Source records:
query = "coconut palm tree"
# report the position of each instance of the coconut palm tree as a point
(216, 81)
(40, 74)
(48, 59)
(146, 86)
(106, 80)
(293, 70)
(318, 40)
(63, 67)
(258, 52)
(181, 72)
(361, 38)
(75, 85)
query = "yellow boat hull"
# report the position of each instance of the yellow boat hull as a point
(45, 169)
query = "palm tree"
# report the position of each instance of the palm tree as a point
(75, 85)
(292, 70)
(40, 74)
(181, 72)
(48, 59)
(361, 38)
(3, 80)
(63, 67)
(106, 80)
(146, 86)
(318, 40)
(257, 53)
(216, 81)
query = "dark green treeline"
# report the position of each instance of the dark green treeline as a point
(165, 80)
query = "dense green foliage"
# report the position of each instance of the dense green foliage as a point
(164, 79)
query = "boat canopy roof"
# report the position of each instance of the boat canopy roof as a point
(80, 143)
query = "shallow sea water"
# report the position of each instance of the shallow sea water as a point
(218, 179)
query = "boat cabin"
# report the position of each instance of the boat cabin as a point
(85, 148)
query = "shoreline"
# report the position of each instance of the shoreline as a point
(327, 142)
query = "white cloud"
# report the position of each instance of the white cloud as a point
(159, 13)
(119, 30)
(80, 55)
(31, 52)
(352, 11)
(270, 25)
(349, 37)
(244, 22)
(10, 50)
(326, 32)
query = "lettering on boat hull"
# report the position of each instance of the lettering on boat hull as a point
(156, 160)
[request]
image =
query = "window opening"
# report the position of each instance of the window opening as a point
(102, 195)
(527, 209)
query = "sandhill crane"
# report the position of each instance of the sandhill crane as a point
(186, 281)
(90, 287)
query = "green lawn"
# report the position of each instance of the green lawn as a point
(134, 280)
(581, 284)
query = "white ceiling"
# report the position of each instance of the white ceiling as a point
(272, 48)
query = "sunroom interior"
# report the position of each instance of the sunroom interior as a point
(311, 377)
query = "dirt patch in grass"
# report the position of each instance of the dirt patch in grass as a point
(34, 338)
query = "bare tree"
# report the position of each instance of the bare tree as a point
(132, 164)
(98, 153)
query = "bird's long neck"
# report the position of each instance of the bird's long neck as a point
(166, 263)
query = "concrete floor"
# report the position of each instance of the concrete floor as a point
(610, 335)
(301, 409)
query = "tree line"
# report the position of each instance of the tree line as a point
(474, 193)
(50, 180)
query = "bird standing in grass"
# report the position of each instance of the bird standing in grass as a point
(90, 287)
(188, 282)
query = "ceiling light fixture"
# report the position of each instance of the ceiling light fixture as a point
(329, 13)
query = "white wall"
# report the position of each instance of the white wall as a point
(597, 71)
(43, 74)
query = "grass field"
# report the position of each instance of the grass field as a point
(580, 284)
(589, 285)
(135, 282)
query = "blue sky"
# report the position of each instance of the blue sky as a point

#### What you have to do:
Take the records and restate them word for word.

#### The completed task:
query = "coconut palm tree"
# report the position of each instance of the coconut palm tree as a point
(216, 81)
(40, 74)
(48, 59)
(146, 86)
(106, 80)
(293, 70)
(318, 40)
(63, 67)
(258, 52)
(181, 72)
(361, 38)
(75, 85)
query = "yellow boat hull"
# report the position of each instance of the yellow boat hull as a point
(45, 169)
query = "palm tree"
# report the position of each instance of the palm tree as a point
(75, 85)
(292, 70)
(40, 74)
(181, 72)
(48, 59)
(361, 38)
(3, 80)
(63, 67)
(106, 80)
(146, 86)
(318, 40)
(257, 53)
(216, 81)
query = "dark green treeline"
# report the position of each instance of the dark green treeline as a point
(165, 80)
query = "dense green foliage"
# report the position of each instance of the dense green foliage as a point
(164, 79)
query = "boat canopy roof"
# report the position of each instance of the boat canopy roof as a point
(80, 143)
query = "shallow sea water"
# report the position of each instance of the shallow sea water as a point
(218, 179)
query = "boat cabin"
# report the position of each instance of the boat cabin as a point
(85, 148)
query = "shoreline"
# report the position of each instance of the shoreline as a point
(327, 142)
query = "white cloud"
# report the position of each instance of the white cloud as a point
(159, 13)
(119, 30)
(80, 55)
(31, 52)
(352, 11)
(270, 25)
(349, 37)
(244, 22)
(10, 50)
(326, 32)
query = "lettering on boat hull"
# report the position of each instance of the lettering on boat hull as a point
(156, 160)
[request]
image =
query = "window opening"
# report the position of each instance of the window opening as a point
(102, 195)
(527, 209)
query = "sandhill crane"
# report the position of each instance of the sandhill crane as a point
(186, 281)
(90, 287)
query = "green lawn"
# report the position of each instance of the green lawn as a point
(134, 280)
(581, 284)
query = "white ceiling"
# report the position of each instance of the white ceiling as a point
(272, 48)
query = "sunroom interior"
# report the position of each instance of the sunroom interior as a point
(311, 377)
query = "dirt patch in grass"
# report the position of each instance of the dirt patch in grass as a point
(34, 338)
query = "bare tree"
# report the position of each instance of the bare tree as a point
(132, 164)
(98, 153)
query = "bird's long neck"
# report the position of each instance of the bird's long neck as a point
(166, 263)
query = "concrete floor"
# report the position of each instance of the concrete floor as a point
(610, 335)
(301, 409)
query = "tree line"
# report the position of each instance of the tree line as a point
(474, 193)
(50, 180)
query = "bird standing in grass"
# report the position of each instance of the bird standing in grass as a point
(90, 287)
(188, 282)
query = "ceiling light fixture"
# report the position of each instance of the ceiling light fixture as a point
(329, 13)
query = "white wall"
# report the position of each instance of the white wall as a point
(597, 71)
(43, 74)
query = "grass field"
# report the position of each instance of the grass field as a point
(580, 284)
(589, 285)
(135, 282)
query = "blue sky"
# report the position of each instance of the blue sky as a point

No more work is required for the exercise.